PROBLEM TO SOLVE:
Every line below that has "ceiling" in it should be copied.

(Beginning of STUDY MATERIAL)

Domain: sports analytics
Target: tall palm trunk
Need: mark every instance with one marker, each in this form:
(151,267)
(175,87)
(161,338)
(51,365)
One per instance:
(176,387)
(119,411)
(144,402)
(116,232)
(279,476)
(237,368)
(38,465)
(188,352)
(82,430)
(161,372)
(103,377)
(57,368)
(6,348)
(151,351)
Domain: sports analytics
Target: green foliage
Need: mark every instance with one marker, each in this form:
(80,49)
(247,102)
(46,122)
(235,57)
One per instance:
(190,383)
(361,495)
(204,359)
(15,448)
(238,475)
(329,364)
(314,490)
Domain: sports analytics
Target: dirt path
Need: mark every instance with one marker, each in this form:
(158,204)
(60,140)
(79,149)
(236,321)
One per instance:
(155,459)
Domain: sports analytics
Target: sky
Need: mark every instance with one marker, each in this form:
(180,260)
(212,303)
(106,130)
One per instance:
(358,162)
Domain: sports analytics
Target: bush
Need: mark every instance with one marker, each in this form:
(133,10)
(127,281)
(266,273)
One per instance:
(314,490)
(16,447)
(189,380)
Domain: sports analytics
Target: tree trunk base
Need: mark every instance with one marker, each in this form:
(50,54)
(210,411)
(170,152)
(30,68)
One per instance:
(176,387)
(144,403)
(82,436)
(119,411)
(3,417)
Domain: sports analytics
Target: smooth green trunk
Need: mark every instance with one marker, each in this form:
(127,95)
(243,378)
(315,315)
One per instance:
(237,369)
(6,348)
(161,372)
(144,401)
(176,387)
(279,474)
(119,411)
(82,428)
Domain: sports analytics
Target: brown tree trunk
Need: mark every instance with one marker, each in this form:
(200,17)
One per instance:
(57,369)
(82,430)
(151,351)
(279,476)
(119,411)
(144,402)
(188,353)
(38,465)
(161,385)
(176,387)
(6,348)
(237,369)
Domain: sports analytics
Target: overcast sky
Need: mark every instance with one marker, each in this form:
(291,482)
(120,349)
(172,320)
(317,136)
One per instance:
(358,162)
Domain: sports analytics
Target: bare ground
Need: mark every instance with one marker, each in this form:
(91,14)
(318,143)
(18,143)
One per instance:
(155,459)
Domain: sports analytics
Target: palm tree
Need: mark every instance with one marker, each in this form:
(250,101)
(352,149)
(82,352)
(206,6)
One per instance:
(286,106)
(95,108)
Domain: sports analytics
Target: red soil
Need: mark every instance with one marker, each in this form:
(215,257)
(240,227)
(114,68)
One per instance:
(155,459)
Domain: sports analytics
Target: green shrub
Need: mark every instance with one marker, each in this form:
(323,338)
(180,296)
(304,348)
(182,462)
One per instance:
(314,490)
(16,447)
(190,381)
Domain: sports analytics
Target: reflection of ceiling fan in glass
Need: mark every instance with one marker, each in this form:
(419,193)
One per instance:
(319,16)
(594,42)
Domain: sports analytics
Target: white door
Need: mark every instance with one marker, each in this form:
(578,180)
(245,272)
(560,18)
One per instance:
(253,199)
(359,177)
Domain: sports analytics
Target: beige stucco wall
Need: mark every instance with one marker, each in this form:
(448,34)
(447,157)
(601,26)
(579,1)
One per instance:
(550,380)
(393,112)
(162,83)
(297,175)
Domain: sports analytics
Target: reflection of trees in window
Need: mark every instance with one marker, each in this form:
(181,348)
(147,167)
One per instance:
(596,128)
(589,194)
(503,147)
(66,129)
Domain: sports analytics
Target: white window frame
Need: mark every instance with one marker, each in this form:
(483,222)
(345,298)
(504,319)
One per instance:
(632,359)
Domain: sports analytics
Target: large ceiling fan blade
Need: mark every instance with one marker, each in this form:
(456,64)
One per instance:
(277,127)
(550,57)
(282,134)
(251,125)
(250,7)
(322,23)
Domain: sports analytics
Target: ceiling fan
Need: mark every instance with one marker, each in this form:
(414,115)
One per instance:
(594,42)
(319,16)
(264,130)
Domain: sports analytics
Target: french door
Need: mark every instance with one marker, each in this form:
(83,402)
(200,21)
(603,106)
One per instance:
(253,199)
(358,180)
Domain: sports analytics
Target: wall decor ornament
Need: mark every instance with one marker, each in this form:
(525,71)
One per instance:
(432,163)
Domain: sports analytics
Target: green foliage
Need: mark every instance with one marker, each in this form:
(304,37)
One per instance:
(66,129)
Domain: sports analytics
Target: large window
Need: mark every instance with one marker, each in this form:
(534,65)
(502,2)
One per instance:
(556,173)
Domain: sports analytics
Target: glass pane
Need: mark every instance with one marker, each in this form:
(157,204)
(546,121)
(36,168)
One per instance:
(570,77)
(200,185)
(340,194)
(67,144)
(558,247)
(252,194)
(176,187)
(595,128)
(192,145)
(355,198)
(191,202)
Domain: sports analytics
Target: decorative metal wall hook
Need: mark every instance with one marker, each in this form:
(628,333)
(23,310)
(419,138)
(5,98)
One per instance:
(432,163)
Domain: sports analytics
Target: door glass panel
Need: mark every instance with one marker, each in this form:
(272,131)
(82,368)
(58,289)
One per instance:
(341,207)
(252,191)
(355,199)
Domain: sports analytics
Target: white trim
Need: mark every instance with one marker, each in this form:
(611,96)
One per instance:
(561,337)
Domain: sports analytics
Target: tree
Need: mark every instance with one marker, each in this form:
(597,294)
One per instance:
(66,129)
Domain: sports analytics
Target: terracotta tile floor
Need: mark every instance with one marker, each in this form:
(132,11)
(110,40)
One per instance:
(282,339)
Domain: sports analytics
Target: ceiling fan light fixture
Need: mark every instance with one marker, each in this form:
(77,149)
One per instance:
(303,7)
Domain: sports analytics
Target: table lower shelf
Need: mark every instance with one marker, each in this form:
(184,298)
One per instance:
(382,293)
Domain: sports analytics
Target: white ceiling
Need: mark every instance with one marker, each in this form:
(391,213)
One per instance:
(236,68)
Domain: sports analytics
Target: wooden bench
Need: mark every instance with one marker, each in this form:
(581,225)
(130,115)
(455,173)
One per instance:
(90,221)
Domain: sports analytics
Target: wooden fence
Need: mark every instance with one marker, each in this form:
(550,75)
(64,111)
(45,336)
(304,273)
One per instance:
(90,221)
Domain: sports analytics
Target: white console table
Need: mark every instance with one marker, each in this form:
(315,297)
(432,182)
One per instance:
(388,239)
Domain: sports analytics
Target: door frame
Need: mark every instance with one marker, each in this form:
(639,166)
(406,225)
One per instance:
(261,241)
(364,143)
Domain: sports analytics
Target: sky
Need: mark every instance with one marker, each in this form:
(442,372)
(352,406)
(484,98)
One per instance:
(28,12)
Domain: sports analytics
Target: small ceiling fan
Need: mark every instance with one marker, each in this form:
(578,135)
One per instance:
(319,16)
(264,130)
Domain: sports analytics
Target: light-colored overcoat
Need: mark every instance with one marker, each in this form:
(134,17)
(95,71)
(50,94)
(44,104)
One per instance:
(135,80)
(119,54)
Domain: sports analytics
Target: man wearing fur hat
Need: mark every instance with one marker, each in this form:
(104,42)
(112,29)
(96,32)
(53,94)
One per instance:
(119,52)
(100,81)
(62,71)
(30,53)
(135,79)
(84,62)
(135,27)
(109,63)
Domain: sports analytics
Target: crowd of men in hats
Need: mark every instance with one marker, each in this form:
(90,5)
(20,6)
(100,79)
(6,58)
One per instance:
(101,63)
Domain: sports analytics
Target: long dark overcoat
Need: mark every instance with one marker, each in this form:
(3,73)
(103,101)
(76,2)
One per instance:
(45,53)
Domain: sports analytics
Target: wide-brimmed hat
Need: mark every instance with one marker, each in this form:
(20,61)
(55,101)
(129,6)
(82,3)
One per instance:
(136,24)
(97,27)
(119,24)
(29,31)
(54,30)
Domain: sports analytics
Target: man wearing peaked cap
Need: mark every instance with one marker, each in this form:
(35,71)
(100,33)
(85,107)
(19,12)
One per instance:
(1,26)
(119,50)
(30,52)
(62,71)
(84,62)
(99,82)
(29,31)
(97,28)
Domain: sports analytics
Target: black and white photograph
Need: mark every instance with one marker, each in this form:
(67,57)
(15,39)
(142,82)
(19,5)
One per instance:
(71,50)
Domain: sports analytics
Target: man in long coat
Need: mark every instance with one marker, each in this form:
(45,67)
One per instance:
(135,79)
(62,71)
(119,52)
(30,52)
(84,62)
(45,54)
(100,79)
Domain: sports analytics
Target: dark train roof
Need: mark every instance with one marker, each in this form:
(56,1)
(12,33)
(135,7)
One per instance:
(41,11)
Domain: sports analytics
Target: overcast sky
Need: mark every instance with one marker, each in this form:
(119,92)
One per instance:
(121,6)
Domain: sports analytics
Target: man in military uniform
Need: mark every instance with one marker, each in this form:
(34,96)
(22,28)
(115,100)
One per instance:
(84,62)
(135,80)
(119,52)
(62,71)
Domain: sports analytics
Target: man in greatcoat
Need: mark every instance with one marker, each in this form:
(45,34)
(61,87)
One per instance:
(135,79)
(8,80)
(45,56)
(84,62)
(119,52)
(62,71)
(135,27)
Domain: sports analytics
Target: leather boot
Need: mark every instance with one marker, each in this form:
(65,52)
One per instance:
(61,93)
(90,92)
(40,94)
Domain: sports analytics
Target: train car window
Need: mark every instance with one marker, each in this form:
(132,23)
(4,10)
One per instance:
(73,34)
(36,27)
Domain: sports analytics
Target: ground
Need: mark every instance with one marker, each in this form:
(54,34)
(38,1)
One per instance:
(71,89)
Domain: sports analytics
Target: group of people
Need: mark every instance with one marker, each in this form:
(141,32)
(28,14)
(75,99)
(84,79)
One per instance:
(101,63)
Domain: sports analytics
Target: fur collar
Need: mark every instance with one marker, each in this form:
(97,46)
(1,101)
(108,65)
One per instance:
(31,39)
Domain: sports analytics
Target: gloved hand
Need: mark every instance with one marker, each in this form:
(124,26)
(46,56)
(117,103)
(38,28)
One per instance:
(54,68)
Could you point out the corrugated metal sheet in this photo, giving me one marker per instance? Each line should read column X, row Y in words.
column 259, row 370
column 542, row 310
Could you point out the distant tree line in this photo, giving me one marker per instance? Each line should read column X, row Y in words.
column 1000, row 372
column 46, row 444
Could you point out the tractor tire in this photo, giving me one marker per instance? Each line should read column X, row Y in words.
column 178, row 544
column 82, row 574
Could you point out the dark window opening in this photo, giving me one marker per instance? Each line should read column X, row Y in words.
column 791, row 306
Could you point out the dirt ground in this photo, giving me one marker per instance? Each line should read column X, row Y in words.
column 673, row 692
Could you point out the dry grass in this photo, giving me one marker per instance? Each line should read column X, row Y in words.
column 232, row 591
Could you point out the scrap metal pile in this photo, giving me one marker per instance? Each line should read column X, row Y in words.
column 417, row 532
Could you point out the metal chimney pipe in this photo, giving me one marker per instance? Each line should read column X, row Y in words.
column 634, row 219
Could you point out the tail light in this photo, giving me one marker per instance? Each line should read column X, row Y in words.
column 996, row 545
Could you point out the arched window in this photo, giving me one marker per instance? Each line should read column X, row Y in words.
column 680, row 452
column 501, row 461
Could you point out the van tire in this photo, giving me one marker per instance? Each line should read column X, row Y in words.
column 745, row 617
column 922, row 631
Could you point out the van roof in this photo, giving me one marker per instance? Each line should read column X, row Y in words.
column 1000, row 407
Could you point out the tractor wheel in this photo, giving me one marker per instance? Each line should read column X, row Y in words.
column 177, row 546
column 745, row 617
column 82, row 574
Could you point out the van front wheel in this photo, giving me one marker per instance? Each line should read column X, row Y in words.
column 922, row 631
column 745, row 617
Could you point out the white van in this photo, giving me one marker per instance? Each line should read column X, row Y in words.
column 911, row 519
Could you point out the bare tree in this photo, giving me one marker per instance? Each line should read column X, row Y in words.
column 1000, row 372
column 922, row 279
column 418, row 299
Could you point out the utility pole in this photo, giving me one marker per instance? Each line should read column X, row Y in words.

(End of STUDY MATERIAL)

WRITTEN REPLY:
Target: reflection of ceiling fan in glass
Target: large ceiling fan blade
Target: ceiling fan
Target: ceiling fan light fixture
Target: white ceiling
Target: small ceiling fan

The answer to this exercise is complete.